-- Task objective --
Collect and copy out each line in the rows below that contains the word "riverside".

------ Record excerpts

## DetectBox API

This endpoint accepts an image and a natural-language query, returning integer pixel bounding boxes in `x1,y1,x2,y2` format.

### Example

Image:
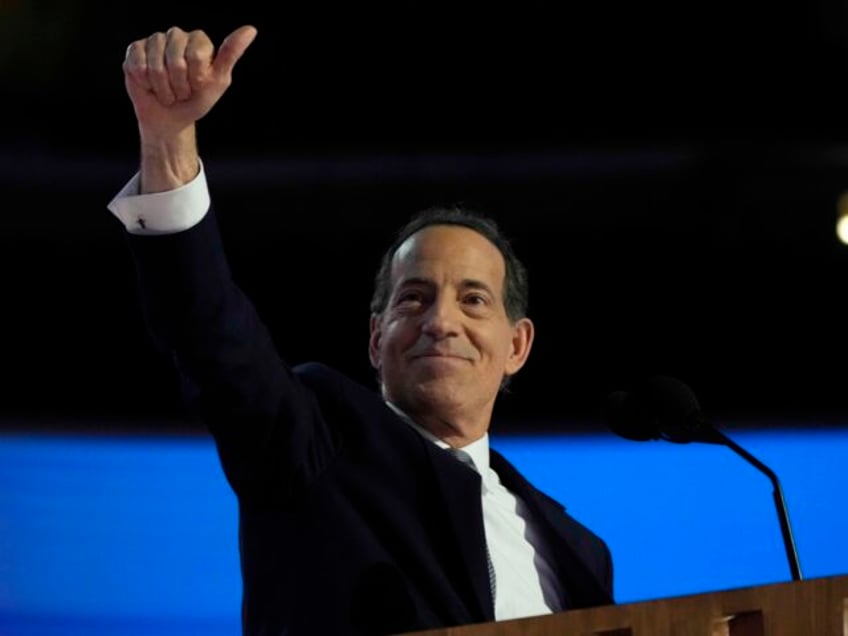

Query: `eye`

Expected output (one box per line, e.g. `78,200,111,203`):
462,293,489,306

------------
------ Record excerpts

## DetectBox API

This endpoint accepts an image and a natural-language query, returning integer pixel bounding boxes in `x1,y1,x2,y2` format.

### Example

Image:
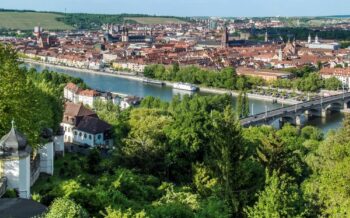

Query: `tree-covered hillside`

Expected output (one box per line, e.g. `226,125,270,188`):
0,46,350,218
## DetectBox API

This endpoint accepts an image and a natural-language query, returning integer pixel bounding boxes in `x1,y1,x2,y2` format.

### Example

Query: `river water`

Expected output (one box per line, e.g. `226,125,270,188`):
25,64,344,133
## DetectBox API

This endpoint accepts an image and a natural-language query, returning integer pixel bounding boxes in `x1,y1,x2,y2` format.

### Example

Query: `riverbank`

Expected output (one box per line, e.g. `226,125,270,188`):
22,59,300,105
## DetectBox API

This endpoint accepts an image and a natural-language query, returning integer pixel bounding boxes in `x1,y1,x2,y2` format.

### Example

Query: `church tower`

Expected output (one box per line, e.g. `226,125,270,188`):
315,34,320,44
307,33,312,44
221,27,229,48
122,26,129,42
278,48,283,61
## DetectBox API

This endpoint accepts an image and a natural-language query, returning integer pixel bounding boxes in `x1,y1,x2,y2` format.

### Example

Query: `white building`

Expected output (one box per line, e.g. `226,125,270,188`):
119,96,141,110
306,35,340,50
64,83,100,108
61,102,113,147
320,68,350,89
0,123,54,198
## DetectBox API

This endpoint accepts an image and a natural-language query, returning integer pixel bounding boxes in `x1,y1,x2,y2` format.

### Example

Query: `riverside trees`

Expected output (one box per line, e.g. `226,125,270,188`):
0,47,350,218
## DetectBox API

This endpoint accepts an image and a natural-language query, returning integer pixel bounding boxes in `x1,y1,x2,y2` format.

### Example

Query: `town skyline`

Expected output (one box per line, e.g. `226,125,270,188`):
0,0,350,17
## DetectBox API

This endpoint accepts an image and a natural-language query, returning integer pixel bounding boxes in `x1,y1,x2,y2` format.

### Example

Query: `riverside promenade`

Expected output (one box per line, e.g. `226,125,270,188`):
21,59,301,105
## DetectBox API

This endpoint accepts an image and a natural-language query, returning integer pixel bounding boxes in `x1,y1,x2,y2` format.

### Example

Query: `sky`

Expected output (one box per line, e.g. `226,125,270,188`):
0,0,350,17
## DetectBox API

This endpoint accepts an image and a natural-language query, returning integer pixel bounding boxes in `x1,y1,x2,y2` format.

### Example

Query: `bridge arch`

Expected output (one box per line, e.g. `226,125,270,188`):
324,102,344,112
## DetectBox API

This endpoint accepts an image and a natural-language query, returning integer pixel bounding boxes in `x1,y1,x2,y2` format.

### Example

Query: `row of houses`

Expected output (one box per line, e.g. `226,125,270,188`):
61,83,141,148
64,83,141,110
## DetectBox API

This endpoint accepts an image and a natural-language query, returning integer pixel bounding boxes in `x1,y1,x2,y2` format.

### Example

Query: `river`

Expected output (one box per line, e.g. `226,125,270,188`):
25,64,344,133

------------

-- Solution for this problem --
Query: `riverside trees`
Query: `riverside promenade`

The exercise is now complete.